* start SUPPLIED DATA *
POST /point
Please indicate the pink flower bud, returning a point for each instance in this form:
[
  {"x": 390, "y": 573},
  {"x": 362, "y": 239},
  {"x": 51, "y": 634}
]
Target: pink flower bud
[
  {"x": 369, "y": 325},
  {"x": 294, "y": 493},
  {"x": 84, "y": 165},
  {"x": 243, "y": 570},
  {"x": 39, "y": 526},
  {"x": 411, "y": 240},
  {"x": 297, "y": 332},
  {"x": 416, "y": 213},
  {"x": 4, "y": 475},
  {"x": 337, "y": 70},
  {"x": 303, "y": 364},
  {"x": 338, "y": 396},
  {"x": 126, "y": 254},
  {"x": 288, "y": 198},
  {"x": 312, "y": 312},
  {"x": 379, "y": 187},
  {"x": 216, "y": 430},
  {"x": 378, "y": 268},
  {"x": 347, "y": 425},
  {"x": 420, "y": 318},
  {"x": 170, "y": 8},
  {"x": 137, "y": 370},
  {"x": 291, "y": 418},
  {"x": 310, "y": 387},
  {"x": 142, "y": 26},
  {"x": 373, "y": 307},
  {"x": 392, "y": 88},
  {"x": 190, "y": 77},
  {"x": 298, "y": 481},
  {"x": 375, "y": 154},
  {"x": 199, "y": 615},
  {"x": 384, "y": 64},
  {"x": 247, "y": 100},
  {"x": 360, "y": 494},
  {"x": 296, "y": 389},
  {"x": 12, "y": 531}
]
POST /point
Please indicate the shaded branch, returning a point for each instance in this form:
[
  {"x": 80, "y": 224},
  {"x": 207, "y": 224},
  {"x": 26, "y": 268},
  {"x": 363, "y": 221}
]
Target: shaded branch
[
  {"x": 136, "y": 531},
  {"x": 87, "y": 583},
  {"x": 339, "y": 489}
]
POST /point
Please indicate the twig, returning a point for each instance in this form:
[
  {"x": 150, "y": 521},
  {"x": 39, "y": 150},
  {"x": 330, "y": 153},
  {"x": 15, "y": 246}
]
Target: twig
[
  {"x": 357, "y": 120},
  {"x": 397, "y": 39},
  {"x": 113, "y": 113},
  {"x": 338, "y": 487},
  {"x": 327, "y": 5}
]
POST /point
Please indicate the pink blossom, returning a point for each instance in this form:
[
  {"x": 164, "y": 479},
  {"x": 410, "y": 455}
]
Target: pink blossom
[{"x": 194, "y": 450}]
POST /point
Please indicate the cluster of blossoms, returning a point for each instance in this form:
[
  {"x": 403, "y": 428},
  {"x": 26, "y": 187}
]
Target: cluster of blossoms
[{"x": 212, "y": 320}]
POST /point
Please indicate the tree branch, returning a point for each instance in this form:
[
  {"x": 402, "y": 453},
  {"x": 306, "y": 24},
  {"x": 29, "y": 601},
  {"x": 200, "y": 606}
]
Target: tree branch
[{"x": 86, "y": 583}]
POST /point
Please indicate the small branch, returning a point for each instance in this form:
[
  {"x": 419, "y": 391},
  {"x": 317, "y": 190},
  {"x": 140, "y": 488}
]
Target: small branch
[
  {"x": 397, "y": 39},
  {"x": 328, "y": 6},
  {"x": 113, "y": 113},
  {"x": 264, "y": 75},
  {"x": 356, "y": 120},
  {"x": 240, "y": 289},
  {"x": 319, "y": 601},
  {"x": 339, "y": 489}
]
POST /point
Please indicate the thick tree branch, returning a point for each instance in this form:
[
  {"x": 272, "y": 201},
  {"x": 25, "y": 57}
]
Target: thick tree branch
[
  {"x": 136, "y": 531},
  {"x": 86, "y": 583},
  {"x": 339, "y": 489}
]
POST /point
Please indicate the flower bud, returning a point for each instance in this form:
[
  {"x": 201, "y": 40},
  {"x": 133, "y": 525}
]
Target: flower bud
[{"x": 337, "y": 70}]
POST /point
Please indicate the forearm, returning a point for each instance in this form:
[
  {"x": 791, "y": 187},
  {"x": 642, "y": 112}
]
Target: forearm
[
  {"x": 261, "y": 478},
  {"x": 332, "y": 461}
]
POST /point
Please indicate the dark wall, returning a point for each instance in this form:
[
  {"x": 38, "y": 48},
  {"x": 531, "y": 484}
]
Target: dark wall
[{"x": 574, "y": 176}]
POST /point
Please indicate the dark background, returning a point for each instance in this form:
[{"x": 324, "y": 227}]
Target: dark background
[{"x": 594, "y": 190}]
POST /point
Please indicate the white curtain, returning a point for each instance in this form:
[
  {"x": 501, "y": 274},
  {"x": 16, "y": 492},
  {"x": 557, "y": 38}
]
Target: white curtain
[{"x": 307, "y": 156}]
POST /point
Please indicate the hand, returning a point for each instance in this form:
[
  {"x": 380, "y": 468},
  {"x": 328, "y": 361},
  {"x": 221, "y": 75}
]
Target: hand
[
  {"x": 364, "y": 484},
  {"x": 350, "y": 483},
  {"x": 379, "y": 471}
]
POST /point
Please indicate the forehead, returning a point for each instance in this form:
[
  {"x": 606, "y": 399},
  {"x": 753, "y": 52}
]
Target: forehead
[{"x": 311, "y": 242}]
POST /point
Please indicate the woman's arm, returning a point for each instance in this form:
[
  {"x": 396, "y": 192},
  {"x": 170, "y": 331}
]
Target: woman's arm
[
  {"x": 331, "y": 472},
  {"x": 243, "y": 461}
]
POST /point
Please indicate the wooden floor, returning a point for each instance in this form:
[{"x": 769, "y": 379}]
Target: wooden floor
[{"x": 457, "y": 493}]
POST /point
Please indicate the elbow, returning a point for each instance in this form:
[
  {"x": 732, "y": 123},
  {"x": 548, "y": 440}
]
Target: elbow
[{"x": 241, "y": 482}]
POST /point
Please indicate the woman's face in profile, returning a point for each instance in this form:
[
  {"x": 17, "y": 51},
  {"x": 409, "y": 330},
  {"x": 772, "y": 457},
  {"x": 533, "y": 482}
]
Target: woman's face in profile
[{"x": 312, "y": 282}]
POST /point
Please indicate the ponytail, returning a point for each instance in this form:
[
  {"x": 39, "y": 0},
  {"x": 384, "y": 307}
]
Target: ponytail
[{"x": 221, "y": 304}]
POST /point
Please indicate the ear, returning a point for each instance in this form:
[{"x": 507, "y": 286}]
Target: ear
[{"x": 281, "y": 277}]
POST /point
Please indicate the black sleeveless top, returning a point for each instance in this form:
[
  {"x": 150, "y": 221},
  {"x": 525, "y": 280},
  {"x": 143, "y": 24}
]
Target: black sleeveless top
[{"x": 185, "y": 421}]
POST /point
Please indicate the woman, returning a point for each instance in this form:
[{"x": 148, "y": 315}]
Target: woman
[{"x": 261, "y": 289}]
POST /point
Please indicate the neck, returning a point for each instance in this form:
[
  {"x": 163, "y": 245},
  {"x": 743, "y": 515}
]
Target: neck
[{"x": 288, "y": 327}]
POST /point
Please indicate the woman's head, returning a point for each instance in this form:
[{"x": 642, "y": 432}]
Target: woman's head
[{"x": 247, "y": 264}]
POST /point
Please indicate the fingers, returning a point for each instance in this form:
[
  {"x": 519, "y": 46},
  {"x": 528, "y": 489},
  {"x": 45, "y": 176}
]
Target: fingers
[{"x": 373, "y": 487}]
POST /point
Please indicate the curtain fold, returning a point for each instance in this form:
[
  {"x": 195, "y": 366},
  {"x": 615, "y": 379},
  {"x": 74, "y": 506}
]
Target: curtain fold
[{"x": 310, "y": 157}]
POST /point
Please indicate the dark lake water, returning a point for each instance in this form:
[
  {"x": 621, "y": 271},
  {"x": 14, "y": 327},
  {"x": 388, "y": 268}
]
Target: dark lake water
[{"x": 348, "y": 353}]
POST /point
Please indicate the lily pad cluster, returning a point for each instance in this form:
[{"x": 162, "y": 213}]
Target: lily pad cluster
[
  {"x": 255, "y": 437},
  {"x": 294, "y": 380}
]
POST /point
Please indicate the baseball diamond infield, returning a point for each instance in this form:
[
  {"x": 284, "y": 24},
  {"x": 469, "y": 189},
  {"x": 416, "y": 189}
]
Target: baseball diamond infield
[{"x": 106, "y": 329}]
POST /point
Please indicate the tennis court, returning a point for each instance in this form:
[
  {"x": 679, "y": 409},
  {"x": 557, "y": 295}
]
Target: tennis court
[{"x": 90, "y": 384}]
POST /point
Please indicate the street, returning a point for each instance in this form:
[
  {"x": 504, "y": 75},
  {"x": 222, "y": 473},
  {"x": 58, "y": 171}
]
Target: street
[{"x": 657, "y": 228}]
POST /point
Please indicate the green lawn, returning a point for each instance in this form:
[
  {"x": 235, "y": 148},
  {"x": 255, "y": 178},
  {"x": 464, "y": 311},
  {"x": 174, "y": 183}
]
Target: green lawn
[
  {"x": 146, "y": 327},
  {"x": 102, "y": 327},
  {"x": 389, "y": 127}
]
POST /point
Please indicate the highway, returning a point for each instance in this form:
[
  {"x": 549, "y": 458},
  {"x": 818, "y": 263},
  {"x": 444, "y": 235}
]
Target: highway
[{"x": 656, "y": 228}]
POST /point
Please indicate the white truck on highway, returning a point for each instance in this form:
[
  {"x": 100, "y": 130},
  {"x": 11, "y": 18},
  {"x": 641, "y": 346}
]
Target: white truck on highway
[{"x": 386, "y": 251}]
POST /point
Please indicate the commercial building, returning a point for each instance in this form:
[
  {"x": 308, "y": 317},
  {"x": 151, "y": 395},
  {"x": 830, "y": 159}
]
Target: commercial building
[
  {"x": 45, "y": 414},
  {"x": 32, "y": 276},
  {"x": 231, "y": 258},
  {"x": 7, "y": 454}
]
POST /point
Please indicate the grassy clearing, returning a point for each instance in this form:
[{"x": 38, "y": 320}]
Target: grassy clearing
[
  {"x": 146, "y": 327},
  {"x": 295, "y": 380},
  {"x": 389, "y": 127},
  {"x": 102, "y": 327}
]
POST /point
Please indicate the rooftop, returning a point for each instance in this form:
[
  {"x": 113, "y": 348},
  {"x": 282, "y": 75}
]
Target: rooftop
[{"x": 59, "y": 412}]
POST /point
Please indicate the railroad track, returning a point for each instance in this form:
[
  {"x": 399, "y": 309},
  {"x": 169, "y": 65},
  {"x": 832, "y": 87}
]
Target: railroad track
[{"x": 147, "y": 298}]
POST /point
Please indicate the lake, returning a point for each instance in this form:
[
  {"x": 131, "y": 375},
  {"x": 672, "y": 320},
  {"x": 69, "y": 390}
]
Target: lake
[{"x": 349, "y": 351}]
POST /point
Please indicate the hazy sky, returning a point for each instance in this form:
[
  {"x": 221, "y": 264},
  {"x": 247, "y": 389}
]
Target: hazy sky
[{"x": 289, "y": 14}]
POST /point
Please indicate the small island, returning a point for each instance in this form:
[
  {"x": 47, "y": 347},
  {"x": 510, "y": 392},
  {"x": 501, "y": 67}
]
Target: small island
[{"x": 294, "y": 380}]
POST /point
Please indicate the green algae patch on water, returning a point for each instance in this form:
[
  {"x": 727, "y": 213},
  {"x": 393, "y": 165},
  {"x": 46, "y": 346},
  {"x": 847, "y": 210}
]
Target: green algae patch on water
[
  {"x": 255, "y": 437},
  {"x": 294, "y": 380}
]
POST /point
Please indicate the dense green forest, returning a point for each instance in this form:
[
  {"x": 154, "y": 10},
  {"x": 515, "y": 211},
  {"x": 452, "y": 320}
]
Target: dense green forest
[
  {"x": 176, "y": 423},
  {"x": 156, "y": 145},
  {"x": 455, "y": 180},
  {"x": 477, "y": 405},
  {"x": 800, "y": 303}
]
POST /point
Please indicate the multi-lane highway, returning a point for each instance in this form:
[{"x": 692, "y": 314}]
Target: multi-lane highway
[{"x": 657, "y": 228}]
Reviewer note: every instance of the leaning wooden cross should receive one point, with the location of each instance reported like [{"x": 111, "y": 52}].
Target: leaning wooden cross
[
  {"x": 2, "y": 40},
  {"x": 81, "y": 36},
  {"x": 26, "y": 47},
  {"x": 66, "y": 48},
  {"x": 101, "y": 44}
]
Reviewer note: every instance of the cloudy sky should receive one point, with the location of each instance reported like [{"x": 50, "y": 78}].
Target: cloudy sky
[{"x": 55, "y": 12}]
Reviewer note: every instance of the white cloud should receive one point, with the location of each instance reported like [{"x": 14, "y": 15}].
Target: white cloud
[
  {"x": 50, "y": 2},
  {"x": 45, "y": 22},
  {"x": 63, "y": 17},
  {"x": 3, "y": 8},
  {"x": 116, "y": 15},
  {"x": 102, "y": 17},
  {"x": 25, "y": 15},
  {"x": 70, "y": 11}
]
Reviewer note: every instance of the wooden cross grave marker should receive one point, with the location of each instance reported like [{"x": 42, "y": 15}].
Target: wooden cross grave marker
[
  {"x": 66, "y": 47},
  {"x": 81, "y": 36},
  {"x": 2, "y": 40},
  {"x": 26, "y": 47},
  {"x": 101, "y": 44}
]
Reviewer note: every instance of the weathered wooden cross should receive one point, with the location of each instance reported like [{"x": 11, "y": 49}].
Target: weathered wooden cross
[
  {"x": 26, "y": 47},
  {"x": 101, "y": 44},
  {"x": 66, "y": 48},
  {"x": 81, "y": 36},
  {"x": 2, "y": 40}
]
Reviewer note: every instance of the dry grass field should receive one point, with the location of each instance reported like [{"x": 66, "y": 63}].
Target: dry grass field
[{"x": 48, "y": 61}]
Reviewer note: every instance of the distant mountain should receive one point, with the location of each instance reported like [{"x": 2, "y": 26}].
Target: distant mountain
* end SUPPLIED DATA *
*THE REQUEST*.
Exactly reproduce the lines that run from the line with "Reviewer note: every instance of the wooden" through the last line of the records, inclusive.

*RESULT OF THE EXERCISE*.
Reviewer note: every instance of the wooden cross grave marker should receive one point, with the location of each instance reported like [{"x": 42, "y": 15}].
Target: wooden cross grave marker
[
  {"x": 66, "y": 47},
  {"x": 81, "y": 36},
  {"x": 2, "y": 40},
  {"x": 26, "y": 47},
  {"x": 101, "y": 44}
]
Reviewer note: every instance of the weathered wooden cross should receive one point, with the location of each instance reported like [{"x": 11, "y": 49}].
Target: weathered wooden cross
[
  {"x": 26, "y": 47},
  {"x": 101, "y": 44},
  {"x": 66, "y": 48},
  {"x": 81, "y": 36},
  {"x": 2, "y": 40}
]
Reviewer note: every instance of the dry grass field should receive one point, with the location of each instance reported like [{"x": 66, "y": 63}].
Target: dry grass field
[{"x": 48, "y": 61}]
Reviewer note: every instance of the distant mountain should receive one point, with the location of each instance reported like [{"x": 2, "y": 26}].
Target: distant mountain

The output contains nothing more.